++++ Material for this exercise ++++

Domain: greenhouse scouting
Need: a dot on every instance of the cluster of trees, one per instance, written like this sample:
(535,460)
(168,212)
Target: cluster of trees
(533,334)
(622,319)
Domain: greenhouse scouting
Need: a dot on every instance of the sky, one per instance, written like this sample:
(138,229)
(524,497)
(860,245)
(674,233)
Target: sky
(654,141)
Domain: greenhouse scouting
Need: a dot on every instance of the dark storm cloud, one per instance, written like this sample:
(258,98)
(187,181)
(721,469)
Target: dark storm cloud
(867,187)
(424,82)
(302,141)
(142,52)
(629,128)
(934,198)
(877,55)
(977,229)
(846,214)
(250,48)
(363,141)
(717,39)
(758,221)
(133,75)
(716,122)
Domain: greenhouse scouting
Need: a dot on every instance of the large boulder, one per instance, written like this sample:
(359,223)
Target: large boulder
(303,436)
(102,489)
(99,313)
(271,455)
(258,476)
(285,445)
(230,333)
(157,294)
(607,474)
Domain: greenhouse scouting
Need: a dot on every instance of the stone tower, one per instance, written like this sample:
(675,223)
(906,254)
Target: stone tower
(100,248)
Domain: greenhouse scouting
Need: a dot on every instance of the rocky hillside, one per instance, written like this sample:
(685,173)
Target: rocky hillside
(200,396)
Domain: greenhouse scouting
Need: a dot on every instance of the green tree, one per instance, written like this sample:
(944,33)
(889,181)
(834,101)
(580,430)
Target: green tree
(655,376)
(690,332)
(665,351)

++++

What is needed: Take the entries above and copy them out exactly.

Solution to the problem:
Domain: greenhouse scouting
Need: a dot on every instance of the cluster of trees, one per instance, written like this sample:
(535,460)
(168,212)
Target: cluster of trees
(533,334)
(622,319)
Domain: greenhouse scouting
Need: a dot on every instance of the sky, one per instance, written like this sample:
(138,229)
(524,497)
(860,245)
(674,233)
Target: sky
(654,141)
Domain: greenhouse scouting
Need: a dot on every instance of the dark storm cloud, one per instance, written like this sample:
(258,98)
(187,181)
(721,469)
Target: dark storm cloud
(867,187)
(424,82)
(302,141)
(142,52)
(629,128)
(934,198)
(877,55)
(977,229)
(846,214)
(250,48)
(363,141)
(717,39)
(758,221)
(133,75)
(716,122)
Domain: greenhouse scouting
Need: a dot on every instance of the large boulder, one per instance, written like this sample:
(359,223)
Target: large boulder
(303,436)
(102,489)
(99,313)
(271,455)
(258,476)
(285,445)
(230,333)
(157,294)
(607,474)
Domain: greenhouse scouting
Need: a dot on every instance of the stone tower, one per instance, written like this sample:
(675,223)
(906,254)
Target: stone tower
(100,248)
Domain: greenhouse scouting
Need: a dot on every instance of the rocky hillside, one per instance, written like this sample:
(685,173)
Target: rocky hillside
(200,396)
Domain: greenhouse scouting
Need: a dot on every instance of the green tree, one per instance, written like this sample:
(944,33)
(889,181)
(834,101)
(580,430)
Target: green tree
(655,376)
(690,332)
(665,351)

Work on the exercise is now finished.